╭─ PASSAGE FOR REVIEW

By the monolithic view of the Times it was false hope which led Ruby Devera of Los Angeles to refuse permission for removal of her daughter's respirator after doctors declared her brain dead. Theresa's beyond hope, the doctors told Mrs. Devera. Her brain is dead. Surrender to it. Permit her organs to be harvested. Bring something redemptive out of your personal tragedy.
Yet, against all prognostications, Theresa survived. Three months after being declared brain dead she came back from whence the New York Times says there is no return. She returned to visibly sentient life. I met her outside the hospice where Terri Schiavo was being killed in Florida where she had come with her mother to protest Terris murder.
Theresa moves via wheelchair. She writes and speaks and moves freely from the waist up. She possesses obvious intelligence and is a recent college graduate. Nor was Theresa the only young person I met in Pinellas Park who had come there from a hospital where they were once declared brain dead. The day Terris feeding tube was pulled and her slow-motion murder began, a mother brought a son in his early twenties who had recently been declared brain dead. In both cases a declaration of brain death was quickly followed by doctors urging the parents to permit harvesting of organs. In bother cases parents refused.
Why do doctors keep patients on respirators after declaring brain death? More often than you might suspect they do so hoping that over time parents will relent and permit organs to be harvested. Spend some time in traumatic brain injury (TBI) chat rooms on the web and you will find this story frequently repeated. Young people communicating with each other via the web are alive today because their parents didnt give up hope when others told them to, because their parents persisted in holding to what the New York Times assures us is a false hope.

╰─
╭─ EXCERPTED DATA

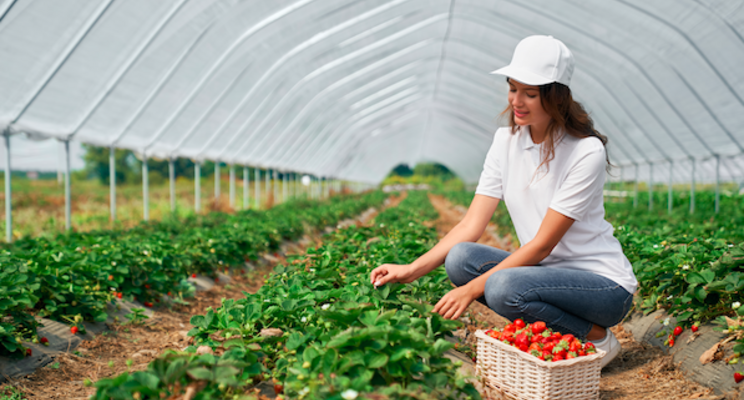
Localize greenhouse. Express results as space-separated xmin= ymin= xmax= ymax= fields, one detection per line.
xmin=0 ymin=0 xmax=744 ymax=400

╰─
╭─ EXCERPTED DATA

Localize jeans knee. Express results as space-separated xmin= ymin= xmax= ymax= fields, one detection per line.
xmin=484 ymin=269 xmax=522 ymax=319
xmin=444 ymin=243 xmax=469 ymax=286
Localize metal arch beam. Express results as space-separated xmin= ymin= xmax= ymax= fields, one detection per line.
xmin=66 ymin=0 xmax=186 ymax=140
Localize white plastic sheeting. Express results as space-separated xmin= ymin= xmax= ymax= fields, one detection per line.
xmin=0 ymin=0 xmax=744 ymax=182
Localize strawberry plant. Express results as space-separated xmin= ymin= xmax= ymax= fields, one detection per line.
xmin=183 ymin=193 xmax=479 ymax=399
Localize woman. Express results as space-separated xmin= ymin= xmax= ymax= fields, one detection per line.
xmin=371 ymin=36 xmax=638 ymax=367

╰─

**TASK TO CARRY OUT**
Copy the brain death text word for word, starting at "Yet, against all" and ending at "protest Terris murder.".

**TASK RESULT**
Yet, against all prognostications, Theresa survived. Three months after being declared brain dead she came back from whence the New York Times says there is no return. She returned to visibly sentient life. I met her outside the hospice where Terri Schiavo was being killed in Florida where she had come with her mother to protest Terris murder.